═════ Text to read
TripoSR feedforward 3D reconstruction from a single image and OpenVINO#

This Jupyter notebook can be launched after a local installation only.

Github

Warning

Important note: This notebook requires python >= 3.9. Please make sure that your environment fulfill to this requirement before running it

TripoSR is a state-of-the-art open-source model for fast feedforward 3D reconstruction from a single image, developed in collaboration between Tripo AI and Stability AI.

You can find the source code on GitHub and demo on HuggingFace. Also, you can read the paper TripoSR: Fast 3D Object Reconstruction from a Single Image.

Teaser Video

Teaser Video#

Table of contents:

Installation Instructions#

This is a self-contained example that relies solely on its own code.
══════════
═════ Provided data
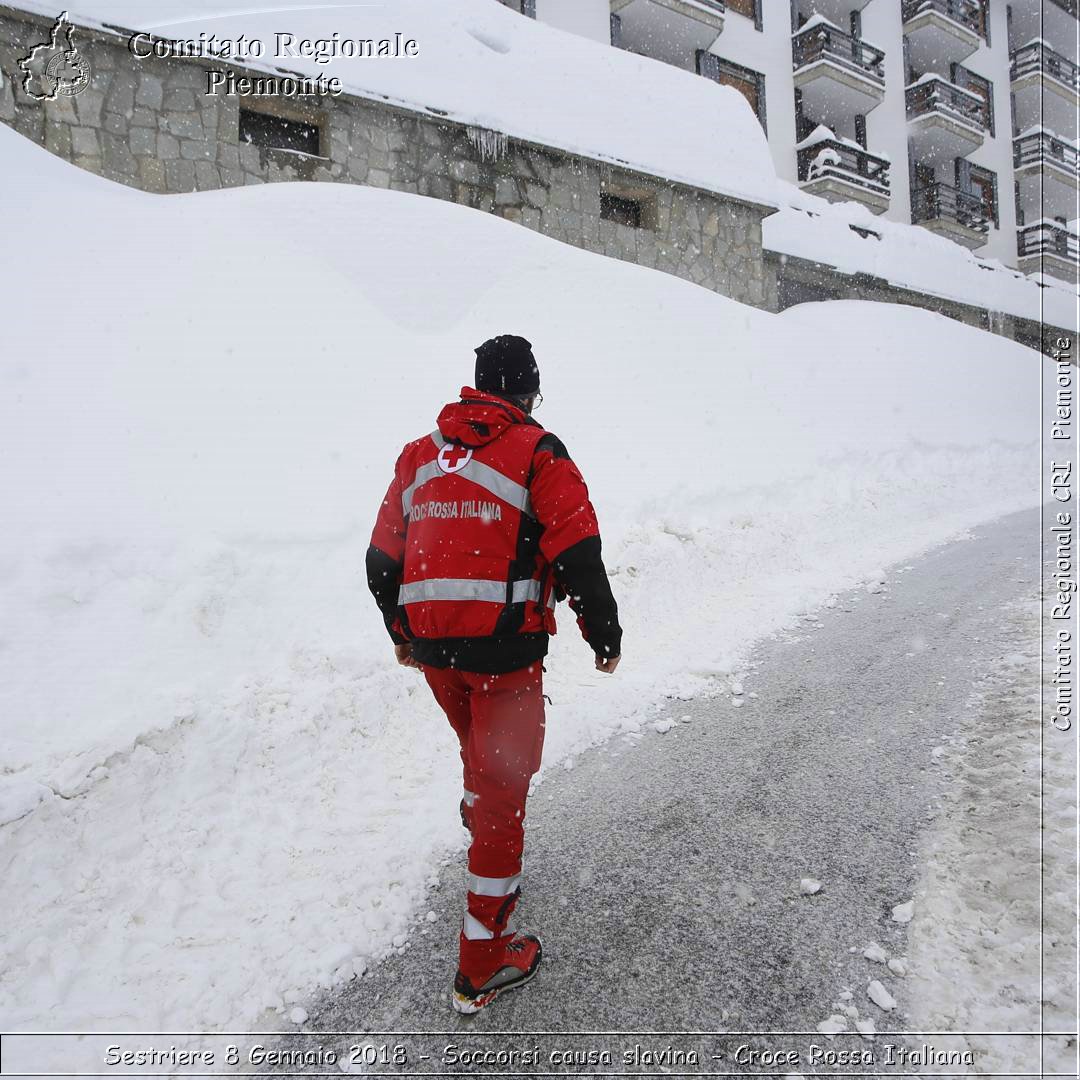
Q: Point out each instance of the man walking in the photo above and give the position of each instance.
══════════
> The request:
According to the TripoSR notebook page, which two companies worked together to develop TripoSR?

> The solution:
Tripo AI and Stability AI.